- Your task
Transcribe exactly the line that contains "child in pink" and every line after it through the end of the records, with nothing else.

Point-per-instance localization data

[Start of section]

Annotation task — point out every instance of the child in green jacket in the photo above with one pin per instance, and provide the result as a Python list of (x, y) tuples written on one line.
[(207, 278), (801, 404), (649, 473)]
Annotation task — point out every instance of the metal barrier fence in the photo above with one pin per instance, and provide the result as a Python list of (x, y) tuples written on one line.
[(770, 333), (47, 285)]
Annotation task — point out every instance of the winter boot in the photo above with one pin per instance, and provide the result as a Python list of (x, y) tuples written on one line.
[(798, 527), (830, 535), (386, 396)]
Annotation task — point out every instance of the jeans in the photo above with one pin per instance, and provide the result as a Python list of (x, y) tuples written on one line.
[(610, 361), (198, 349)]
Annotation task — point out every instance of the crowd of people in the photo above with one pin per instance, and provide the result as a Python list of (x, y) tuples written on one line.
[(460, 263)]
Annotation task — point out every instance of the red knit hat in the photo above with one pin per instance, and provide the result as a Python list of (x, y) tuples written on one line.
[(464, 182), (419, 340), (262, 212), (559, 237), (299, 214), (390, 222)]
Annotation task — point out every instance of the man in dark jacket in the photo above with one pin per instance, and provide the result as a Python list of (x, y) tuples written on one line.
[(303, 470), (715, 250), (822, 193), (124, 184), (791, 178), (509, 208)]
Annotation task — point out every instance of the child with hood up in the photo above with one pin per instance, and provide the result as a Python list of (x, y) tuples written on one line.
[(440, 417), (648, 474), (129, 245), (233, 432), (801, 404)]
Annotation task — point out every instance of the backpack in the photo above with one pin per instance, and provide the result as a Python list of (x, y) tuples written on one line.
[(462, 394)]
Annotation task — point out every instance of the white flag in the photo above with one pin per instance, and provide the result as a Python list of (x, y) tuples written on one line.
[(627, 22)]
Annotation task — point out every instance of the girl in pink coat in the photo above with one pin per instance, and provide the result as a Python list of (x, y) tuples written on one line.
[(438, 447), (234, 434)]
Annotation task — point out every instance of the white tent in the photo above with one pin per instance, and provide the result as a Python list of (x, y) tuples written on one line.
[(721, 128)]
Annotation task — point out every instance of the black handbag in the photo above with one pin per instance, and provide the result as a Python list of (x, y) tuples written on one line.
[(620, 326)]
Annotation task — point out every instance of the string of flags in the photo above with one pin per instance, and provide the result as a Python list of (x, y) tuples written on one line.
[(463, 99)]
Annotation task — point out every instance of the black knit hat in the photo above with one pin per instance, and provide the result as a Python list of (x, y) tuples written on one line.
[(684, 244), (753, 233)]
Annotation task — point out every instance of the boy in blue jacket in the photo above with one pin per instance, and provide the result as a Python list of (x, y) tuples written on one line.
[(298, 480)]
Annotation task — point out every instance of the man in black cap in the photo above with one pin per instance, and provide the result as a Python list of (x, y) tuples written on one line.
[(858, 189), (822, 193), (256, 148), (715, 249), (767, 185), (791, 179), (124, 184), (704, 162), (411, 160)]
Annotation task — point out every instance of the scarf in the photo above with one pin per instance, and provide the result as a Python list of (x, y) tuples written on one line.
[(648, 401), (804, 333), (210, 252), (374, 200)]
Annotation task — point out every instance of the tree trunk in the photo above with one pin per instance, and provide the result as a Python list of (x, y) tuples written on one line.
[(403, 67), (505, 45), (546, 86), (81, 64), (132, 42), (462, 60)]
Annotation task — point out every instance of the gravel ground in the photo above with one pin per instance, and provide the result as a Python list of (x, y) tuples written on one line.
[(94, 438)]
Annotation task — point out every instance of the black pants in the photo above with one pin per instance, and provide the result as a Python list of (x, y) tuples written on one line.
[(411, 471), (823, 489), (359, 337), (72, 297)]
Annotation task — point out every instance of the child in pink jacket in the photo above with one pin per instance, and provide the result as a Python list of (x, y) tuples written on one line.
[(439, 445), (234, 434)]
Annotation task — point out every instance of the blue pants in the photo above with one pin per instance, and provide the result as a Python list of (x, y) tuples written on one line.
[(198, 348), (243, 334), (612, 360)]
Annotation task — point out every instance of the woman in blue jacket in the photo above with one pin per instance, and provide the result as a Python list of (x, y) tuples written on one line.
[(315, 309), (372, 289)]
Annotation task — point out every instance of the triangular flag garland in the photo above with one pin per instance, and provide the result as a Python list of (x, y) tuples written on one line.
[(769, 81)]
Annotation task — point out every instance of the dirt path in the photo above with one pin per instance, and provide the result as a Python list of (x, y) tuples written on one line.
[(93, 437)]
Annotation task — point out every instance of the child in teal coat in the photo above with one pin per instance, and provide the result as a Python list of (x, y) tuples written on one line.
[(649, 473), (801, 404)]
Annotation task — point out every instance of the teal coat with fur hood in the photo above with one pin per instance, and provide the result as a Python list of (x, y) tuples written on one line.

[End of section]

- Completed task
Annotation task — point out every instance of the child in pink jacket in the photo above with one pin per instance, and provide the result as a Python list of (x, y) tuples written on one line.
[(439, 445), (234, 434)]
Annotation task — point out every instance of the blue pants in the photo above with one pin per instance, and provide the result as a Python list of (x, y) tuples written on one line.
[(198, 348), (243, 334), (612, 360)]
Annotation task — point out every instance of the woman in blue jacket in the photo above with one pin per instance, and provide the result as a Python list of (x, y) tuples written on one line.
[(315, 309), (372, 289)]
Annotation task — point out every instance of the triangular flag garland in the photo above with one pin per instance, and provide the result as a Python list of (x, y) tuples written on one line.
[(769, 81)]
Annotation task — point out every instance of the dirt path in the photo above with one pin per instance, and provide the result as a Python list of (x, y) tuples written on one line.
[(93, 437)]
Annotation task — point out every instance of the child in teal coat in the photo above with one pin per instance, and provide the result as a Python list of (x, y) tuples written on one line.
[(649, 473), (801, 404)]
Annotation task — point out every instance of the teal coat with fur hood in the photo above with one pin per instance, and provide the result as a Python list of (x, y) tuples written on one line.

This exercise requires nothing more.